### Task requirements
Check every line of the data for the word "roof", and copy those that have it.

[Available data Boundary: Start]

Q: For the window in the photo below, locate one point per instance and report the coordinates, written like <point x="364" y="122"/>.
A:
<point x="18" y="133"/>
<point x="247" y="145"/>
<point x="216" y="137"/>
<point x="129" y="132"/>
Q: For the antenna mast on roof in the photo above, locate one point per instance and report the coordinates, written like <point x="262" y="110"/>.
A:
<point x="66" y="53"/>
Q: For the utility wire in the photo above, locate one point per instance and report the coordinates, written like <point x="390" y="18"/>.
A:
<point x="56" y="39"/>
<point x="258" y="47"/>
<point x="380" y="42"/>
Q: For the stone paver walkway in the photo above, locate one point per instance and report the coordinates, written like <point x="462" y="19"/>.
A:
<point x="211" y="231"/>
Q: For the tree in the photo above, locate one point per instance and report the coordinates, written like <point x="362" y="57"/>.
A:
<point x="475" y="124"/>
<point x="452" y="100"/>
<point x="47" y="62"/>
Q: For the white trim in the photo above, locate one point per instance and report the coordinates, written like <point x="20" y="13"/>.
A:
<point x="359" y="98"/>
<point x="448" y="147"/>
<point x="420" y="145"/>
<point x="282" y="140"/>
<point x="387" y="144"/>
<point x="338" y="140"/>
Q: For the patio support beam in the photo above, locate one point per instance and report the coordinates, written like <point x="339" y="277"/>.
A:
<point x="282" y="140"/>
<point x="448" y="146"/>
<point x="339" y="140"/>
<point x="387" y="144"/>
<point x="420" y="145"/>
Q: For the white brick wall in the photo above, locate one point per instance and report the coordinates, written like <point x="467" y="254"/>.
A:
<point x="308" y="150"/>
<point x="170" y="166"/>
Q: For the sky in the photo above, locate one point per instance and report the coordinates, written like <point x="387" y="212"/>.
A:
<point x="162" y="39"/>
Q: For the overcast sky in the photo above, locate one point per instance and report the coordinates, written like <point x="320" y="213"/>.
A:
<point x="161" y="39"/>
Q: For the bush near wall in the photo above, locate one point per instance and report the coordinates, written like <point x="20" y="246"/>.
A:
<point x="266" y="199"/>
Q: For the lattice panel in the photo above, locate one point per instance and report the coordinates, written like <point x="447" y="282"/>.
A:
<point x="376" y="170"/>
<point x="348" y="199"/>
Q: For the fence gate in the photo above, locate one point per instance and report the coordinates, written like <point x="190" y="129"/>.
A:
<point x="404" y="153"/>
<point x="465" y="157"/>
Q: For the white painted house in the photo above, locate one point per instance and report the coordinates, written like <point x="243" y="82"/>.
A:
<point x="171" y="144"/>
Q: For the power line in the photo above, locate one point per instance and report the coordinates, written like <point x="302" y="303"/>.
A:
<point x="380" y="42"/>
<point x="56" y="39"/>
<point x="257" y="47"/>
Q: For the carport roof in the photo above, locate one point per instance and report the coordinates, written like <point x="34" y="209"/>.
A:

[Available data Boundary: End]

### Problem solution
Q: For the antenna mast on roof in the photo above, locate one point per instance and report the coordinates, written like <point x="262" y="110"/>.
Q: For the carport roof in the photo above, locate one point per instance and report the coordinates, written like <point x="34" y="209"/>.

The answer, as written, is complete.